» **課題 A**
下の浄瑠璃寺本堂についての本文を読み、次の問いに答えてください。
(i) 本堂の屋根は、もとは何で葺かれていましたか？
(ii) 本堂の正面と側面は、それぞれ何間ですか？
(iii) 板扉を開けると、お姿は何に写りますか？

» **本文**

=-=-=-=-=

2008年03月12日 07時49分07秒 | 朝日新聞愛読者企画バスツアー「日本の古寺めぐりシリーズ」でのお話
浄瑠璃寺本堂は九体阿弥陀堂とも言う。藤原時代の建立。現在は瓦葺き、もとは檜皮葺だった、国宝。九体阿弥陀仏をまつるため細長いお堂で、堂内は極楽浄土図など一切無く、簡素そのもの。

過去に三十ほどの九体堂があったと言われるが、現存する唯一のもの。寄せ棟造り、正面十一間、側面四間。一体一体の如来が堂前に板扉を持ち、柱間一間に一体が配置されている。

板扉を開けると池にお姿を写す構造になっている。太陽の沈む西方浄土へ迎えてくれる阿弥陀仏を西に向って拝めるよう東向きにし、前に浄土の池をおき、その対岸から文字通り彼岸に来迎仏を拝ませる形にしたものである。

=-=-=-=-=

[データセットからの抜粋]
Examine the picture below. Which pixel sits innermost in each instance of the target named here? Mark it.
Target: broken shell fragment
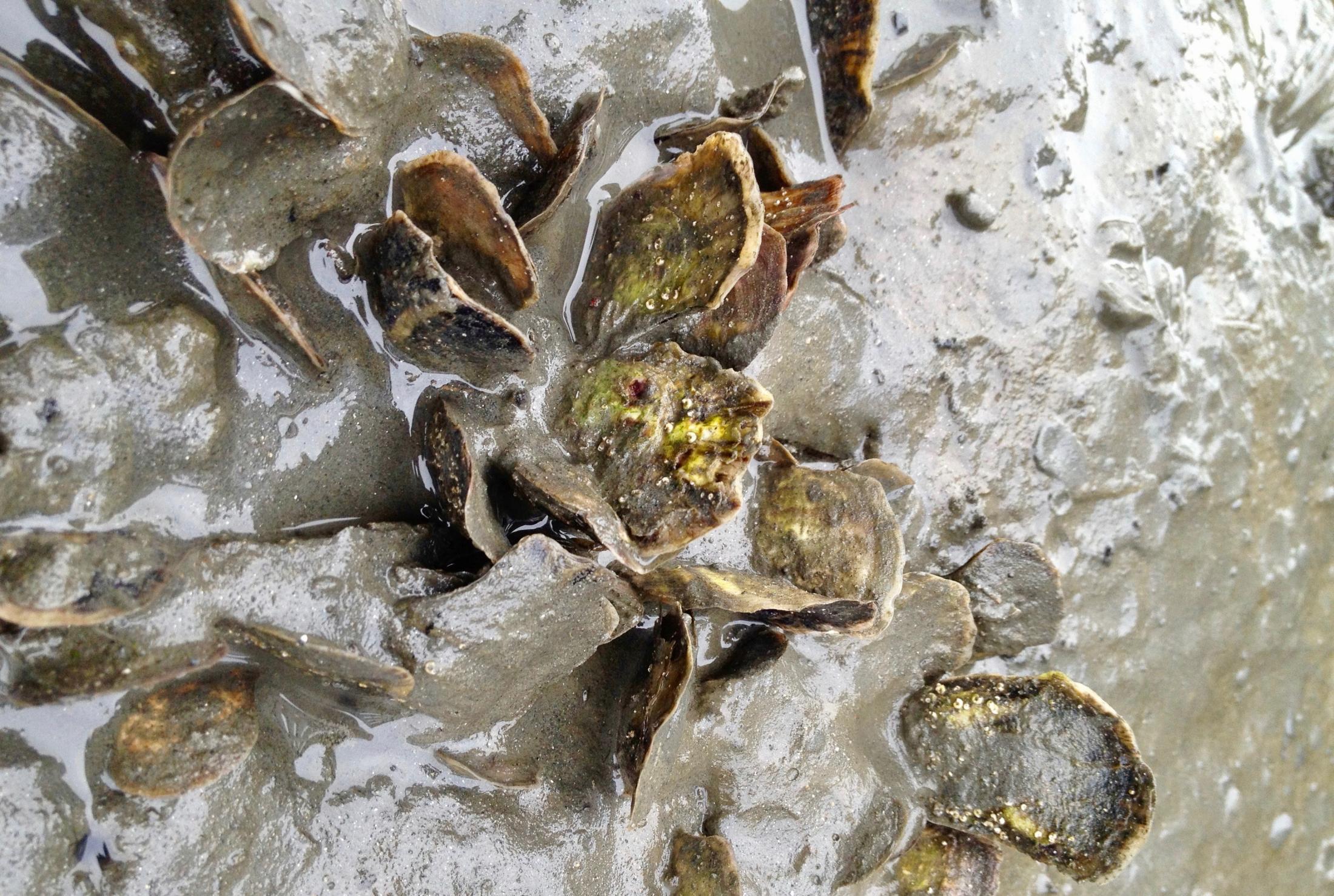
(705, 866)
(1017, 598)
(761, 598)
(845, 34)
(483, 652)
(51, 579)
(570, 495)
(321, 658)
(736, 332)
(739, 112)
(934, 612)
(1039, 763)
(238, 207)
(184, 735)
(746, 651)
(531, 204)
(490, 770)
(282, 312)
(349, 59)
(949, 863)
(447, 196)
(668, 436)
(89, 662)
(803, 207)
(459, 480)
(657, 695)
(675, 240)
(427, 315)
(494, 65)
(151, 67)
(828, 531)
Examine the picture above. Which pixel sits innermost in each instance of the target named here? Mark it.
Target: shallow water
(1131, 367)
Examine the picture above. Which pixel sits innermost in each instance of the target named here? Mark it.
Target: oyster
(668, 436)
(675, 240)
(1038, 763)
(424, 311)
(705, 866)
(845, 34)
(447, 196)
(184, 735)
(1016, 595)
(949, 863)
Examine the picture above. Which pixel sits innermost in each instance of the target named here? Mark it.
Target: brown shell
(1038, 763)
(184, 735)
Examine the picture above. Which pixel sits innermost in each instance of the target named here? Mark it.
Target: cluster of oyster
(643, 444)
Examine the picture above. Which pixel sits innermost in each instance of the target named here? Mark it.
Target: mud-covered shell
(738, 112)
(239, 207)
(828, 531)
(184, 735)
(51, 579)
(705, 866)
(106, 663)
(321, 658)
(532, 204)
(349, 59)
(424, 311)
(494, 65)
(675, 240)
(668, 436)
(1017, 597)
(658, 692)
(845, 34)
(948, 863)
(447, 196)
(803, 207)
(736, 332)
(459, 476)
(482, 654)
(761, 598)
(1038, 763)
(570, 495)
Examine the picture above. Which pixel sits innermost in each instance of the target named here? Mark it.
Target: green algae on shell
(184, 735)
(705, 866)
(828, 531)
(736, 331)
(55, 579)
(426, 313)
(252, 175)
(482, 654)
(349, 59)
(1038, 763)
(668, 436)
(447, 196)
(761, 598)
(321, 658)
(1017, 597)
(845, 34)
(944, 861)
(675, 240)
(532, 204)
(459, 475)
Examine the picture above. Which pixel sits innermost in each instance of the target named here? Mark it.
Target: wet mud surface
(1085, 302)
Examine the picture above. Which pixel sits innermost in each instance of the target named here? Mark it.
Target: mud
(1130, 366)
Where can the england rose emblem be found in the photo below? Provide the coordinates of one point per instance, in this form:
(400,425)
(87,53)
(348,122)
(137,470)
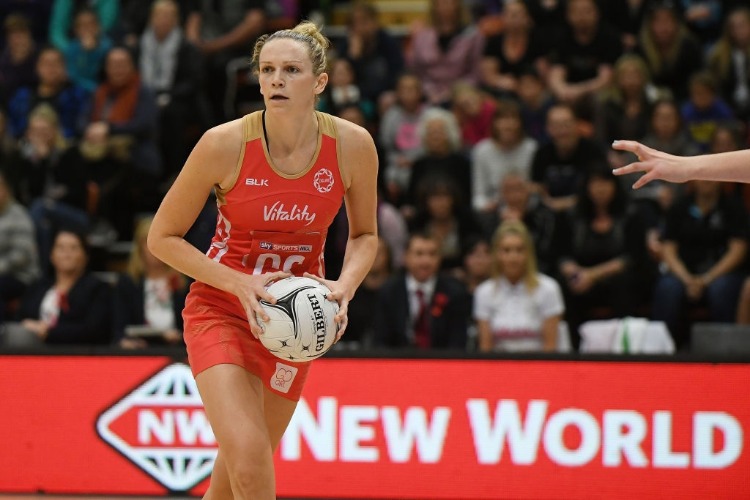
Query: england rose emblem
(323,180)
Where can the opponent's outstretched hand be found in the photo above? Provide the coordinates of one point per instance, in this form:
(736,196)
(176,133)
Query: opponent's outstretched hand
(340,295)
(654,164)
(252,290)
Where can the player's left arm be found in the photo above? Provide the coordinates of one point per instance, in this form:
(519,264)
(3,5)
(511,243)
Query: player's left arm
(360,159)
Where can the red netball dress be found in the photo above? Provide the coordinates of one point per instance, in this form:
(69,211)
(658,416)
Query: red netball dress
(268,221)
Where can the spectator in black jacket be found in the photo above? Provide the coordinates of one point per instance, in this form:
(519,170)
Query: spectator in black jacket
(71,307)
(172,67)
(437,320)
(377,57)
(150,295)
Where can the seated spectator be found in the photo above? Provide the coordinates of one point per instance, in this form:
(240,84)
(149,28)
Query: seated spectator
(508,149)
(583,58)
(477,264)
(19,263)
(705,243)
(671,53)
(150,294)
(703,18)
(665,133)
(442,214)
(71,307)
(507,54)
(102,164)
(705,110)
(560,167)
(399,136)
(442,155)
(7,142)
(624,108)
(729,61)
(446,51)
(53,88)
(18,57)
(520,203)
(86,51)
(393,229)
(535,100)
(518,308)
(602,261)
(173,69)
(364,307)
(56,196)
(625,16)
(64,15)
(548,16)
(136,14)
(224,31)
(124,110)
(421,307)
(375,55)
(38,12)
(474,110)
(343,90)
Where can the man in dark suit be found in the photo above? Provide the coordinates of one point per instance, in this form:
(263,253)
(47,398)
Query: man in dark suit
(419,307)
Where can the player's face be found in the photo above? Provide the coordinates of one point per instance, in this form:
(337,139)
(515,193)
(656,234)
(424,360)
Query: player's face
(511,255)
(285,74)
(422,258)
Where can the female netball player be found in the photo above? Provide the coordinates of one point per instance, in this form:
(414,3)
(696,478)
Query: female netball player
(280,176)
(733,166)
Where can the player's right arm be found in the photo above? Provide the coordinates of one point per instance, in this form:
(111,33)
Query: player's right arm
(212,162)
(733,166)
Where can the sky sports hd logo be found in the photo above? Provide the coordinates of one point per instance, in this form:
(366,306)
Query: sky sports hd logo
(162,428)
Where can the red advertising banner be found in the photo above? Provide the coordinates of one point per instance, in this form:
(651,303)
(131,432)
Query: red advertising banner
(391,429)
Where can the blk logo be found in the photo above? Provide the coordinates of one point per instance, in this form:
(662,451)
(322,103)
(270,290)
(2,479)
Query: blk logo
(256,182)
(162,428)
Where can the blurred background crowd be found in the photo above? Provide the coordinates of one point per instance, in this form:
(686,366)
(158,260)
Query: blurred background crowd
(501,224)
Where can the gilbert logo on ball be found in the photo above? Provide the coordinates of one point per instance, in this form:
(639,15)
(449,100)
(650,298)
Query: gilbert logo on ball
(162,428)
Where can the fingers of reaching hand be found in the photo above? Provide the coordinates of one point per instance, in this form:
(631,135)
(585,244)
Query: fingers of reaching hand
(644,179)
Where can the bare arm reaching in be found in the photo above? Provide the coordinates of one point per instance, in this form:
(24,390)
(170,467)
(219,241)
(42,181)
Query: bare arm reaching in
(733,166)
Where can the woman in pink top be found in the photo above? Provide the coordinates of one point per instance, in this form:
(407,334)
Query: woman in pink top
(448,50)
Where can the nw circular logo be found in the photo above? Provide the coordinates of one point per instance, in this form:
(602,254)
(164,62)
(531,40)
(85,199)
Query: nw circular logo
(162,428)
(323,180)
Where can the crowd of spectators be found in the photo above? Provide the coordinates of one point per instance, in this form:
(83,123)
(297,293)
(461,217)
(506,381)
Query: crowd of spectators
(500,220)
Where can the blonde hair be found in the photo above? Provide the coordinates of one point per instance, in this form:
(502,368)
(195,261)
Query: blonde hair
(136,269)
(516,228)
(306,33)
(48,114)
(720,57)
(448,119)
(613,92)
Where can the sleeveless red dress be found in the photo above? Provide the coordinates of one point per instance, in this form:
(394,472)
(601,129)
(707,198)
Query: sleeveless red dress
(267,221)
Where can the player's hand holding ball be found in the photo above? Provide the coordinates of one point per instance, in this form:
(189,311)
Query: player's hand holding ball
(341,295)
(251,289)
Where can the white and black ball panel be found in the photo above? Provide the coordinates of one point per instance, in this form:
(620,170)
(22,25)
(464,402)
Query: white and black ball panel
(301,324)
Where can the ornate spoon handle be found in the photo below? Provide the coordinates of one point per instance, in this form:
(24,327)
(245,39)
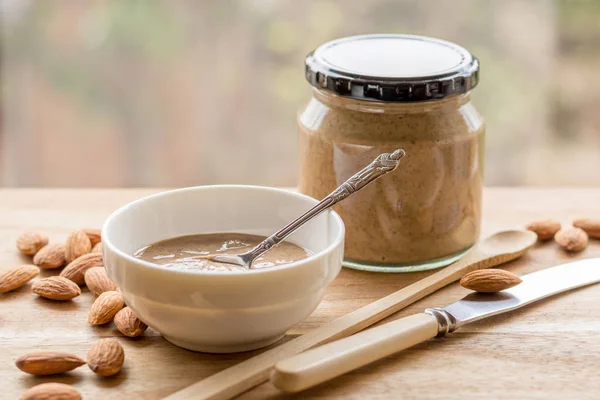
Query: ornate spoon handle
(384,163)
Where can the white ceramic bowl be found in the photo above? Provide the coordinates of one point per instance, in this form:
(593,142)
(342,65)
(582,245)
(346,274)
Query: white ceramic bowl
(221,312)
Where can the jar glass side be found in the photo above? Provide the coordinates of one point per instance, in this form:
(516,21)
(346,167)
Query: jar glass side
(427,212)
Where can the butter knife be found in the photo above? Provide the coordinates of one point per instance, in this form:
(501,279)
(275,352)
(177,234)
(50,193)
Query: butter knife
(336,358)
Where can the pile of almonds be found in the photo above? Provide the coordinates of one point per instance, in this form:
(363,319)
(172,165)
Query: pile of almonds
(81,257)
(572,238)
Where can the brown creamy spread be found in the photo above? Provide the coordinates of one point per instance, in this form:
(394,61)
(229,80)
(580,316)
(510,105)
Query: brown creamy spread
(185,252)
(429,208)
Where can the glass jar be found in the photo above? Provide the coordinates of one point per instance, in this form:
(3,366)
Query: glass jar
(377,93)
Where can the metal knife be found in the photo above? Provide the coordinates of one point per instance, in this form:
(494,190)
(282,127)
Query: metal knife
(336,358)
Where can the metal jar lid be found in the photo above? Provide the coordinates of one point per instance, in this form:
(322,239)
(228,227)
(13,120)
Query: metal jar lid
(394,68)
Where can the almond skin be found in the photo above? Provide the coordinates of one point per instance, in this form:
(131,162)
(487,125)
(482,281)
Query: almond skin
(97,280)
(15,277)
(589,226)
(56,288)
(97,248)
(48,363)
(106,306)
(78,244)
(75,271)
(106,357)
(489,280)
(50,256)
(571,239)
(545,229)
(94,235)
(30,243)
(128,323)
(51,391)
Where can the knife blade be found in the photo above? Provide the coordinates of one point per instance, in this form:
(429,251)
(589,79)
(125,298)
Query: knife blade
(336,358)
(534,286)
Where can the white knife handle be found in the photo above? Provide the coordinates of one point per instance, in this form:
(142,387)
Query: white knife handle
(336,358)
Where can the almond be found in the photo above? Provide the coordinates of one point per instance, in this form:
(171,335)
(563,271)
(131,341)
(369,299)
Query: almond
(48,363)
(56,288)
(78,244)
(14,278)
(50,256)
(105,307)
(97,280)
(128,323)
(590,226)
(571,239)
(75,271)
(106,357)
(30,243)
(94,235)
(51,391)
(97,248)
(489,280)
(545,229)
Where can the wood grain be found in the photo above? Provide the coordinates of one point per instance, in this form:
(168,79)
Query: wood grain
(548,350)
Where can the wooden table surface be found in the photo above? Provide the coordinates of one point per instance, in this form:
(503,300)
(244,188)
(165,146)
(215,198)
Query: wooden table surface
(548,350)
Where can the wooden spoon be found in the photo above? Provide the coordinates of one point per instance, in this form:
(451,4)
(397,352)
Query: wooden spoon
(497,249)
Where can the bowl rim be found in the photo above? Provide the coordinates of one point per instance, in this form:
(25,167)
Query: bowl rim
(106,240)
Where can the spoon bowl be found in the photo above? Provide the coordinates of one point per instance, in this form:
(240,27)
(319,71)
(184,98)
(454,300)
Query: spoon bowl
(510,243)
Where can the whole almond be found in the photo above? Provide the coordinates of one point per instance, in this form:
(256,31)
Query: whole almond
(128,323)
(48,363)
(78,244)
(50,256)
(97,248)
(15,277)
(97,280)
(589,226)
(56,288)
(75,271)
(489,280)
(105,307)
(30,243)
(94,235)
(51,391)
(571,239)
(545,229)
(106,357)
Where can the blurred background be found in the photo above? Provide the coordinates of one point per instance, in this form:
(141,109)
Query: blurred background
(171,93)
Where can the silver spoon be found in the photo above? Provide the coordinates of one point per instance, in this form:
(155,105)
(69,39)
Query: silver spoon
(384,163)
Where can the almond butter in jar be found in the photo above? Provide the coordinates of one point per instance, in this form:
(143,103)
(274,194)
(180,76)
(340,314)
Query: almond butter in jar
(377,93)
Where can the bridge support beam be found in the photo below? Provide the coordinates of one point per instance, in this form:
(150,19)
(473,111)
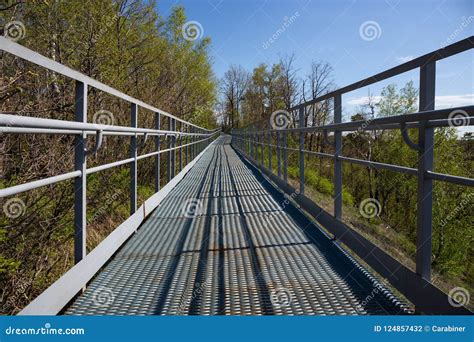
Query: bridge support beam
(80,183)
(425,184)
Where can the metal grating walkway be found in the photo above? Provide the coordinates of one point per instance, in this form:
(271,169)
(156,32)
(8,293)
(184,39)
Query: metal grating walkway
(243,251)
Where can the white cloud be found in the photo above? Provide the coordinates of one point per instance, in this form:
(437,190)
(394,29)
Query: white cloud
(404,59)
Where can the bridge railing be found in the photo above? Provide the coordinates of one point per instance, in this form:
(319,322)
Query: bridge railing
(416,286)
(191,139)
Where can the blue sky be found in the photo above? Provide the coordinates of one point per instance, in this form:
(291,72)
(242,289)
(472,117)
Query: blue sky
(324,30)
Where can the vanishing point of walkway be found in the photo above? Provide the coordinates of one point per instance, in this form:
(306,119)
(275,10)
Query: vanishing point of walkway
(226,242)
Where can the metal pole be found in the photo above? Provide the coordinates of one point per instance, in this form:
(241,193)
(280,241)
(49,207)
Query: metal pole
(180,155)
(301,153)
(278,154)
(337,162)
(80,183)
(425,185)
(158,157)
(169,152)
(173,145)
(270,151)
(133,164)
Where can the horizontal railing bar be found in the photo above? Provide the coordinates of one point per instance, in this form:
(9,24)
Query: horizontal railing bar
(31,122)
(450,50)
(16,130)
(13,190)
(377,165)
(378,123)
(16,189)
(451,179)
(31,56)
(129,160)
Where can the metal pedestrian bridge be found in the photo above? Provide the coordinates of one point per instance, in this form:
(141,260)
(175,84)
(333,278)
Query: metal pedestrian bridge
(227,235)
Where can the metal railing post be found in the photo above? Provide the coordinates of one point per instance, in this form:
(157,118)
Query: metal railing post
(186,154)
(425,184)
(285,157)
(180,155)
(301,148)
(337,162)
(80,183)
(173,145)
(158,156)
(278,155)
(133,164)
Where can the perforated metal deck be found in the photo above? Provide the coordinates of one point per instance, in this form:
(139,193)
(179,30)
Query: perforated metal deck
(226,242)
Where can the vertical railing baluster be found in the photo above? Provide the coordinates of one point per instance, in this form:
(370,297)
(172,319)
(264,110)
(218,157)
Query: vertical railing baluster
(301,124)
(278,155)
(285,156)
(80,183)
(169,144)
(158,156)
(270,151)
(133,164)
(425,163)
(337,162)
(173,145)
(180,149)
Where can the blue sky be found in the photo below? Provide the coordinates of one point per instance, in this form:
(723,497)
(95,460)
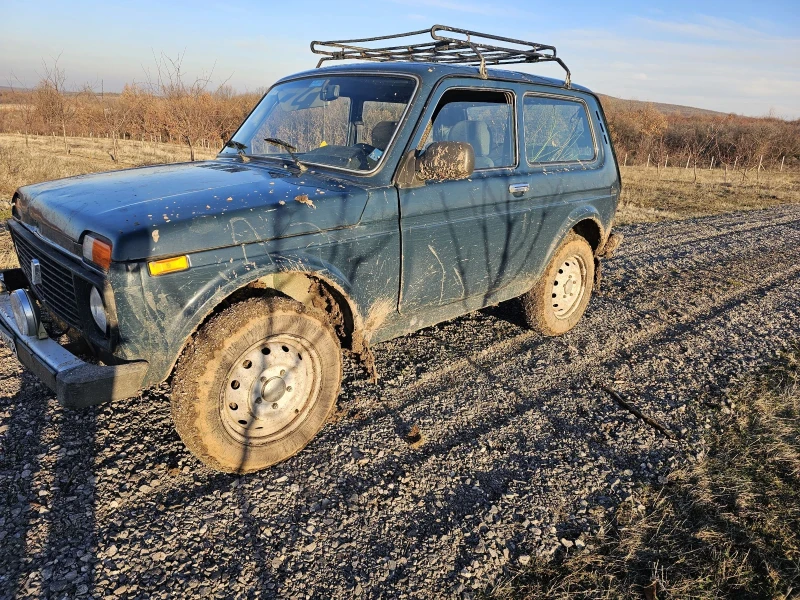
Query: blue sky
(731,56)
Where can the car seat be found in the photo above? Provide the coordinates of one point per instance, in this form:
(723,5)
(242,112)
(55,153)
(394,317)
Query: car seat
(477,134)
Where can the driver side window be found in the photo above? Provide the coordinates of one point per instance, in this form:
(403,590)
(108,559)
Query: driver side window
(483,119)
(306,128)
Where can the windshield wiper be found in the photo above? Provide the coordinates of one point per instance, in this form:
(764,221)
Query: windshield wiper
(291,149)
(240,148)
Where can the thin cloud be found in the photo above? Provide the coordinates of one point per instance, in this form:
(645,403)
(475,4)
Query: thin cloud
(466,7)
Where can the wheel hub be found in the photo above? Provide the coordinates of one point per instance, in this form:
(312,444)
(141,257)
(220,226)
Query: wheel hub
(568,287)
(270,388)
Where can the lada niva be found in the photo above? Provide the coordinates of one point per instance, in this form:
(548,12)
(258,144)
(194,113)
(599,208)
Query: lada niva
(355,204)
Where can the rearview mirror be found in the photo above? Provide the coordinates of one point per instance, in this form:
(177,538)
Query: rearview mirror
(330,93)
(446,161)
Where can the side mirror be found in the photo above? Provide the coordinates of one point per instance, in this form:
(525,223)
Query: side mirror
(446,161)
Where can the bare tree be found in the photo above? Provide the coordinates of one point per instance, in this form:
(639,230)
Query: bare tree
(52,100)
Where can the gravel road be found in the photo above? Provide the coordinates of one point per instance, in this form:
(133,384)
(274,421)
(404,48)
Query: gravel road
(521,452)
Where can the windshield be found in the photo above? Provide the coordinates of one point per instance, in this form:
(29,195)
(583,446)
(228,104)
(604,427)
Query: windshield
(345,122)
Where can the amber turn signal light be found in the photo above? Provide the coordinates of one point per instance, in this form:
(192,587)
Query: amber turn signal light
(97,251)
(168,265)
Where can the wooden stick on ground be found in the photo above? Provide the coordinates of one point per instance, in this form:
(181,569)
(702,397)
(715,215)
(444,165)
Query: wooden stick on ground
(636,412)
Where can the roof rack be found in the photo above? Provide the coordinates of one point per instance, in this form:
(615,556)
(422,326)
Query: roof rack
(443,49)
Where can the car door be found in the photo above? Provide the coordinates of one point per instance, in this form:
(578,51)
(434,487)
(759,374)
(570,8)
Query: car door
(462,239)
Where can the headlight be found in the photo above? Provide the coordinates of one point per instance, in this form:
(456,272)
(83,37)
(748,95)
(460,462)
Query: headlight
(24,312)
(98,309)
(97,251)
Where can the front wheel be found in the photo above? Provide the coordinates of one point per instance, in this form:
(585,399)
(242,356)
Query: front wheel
(256,384)
(558,300)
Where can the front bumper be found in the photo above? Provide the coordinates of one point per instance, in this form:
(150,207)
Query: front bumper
(75,382)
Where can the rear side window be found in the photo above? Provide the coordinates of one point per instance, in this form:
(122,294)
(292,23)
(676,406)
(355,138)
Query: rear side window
(556,130)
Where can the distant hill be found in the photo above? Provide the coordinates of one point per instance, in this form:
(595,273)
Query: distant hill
(667,109)
(7,96)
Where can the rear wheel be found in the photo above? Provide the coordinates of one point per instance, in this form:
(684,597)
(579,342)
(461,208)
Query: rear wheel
(256,384)
(560,297)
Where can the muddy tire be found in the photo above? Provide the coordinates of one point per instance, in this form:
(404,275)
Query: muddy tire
(558,300)
(256,384)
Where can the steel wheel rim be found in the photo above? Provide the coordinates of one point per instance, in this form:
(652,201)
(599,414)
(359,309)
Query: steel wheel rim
(270,389)
(569,286)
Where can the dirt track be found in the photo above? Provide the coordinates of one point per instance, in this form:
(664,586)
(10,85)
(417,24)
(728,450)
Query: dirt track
(521,448)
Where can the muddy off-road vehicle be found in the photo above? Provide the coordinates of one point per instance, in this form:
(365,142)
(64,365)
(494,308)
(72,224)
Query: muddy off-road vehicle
(355,204)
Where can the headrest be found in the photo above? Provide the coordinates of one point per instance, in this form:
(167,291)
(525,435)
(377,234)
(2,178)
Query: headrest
(473,132)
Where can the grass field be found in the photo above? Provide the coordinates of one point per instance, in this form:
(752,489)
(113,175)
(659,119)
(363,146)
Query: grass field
(650,195)
(724,526)
(44,158)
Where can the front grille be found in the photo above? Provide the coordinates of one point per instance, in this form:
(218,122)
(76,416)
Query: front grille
(57,290)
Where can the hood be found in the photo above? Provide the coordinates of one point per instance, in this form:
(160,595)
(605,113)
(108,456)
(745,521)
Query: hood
(181,208)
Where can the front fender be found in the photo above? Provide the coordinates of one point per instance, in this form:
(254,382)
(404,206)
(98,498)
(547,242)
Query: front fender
(157,322)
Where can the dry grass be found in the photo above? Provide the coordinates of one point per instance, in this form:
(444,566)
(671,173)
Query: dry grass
(44,158)
(655,195)
(727,526)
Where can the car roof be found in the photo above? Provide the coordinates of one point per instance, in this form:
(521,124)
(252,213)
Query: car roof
(436,71)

=-=-=-=-=

» **課題 B**
上のリストのうち、文字列「railing」を含む行をすべて特定し、そのまま書き写してください。

» **解答例 A**
(i) 檜皮葺
(ii) 正面十一間、側面四間
(iii) 池

» **解答例 B**
Where can the bridge railing be found in the photo above? Provide the coordinates of one point per instance, in this form:
Query: bridge railing
Where can the horizontal railing bar be found in the photo above? Provide the coordinates of one point per instance, in this form:
Query: horizontal railing bar
Where can the metal railing post be found in the photo above? Provide the coordinates of one point per instance, in this form:
Query: metal railing post
Where can the vertical railing baluster be found in the photo above? Provide the coordinates of one point per instance, in this form:
Query: vertical railing baluster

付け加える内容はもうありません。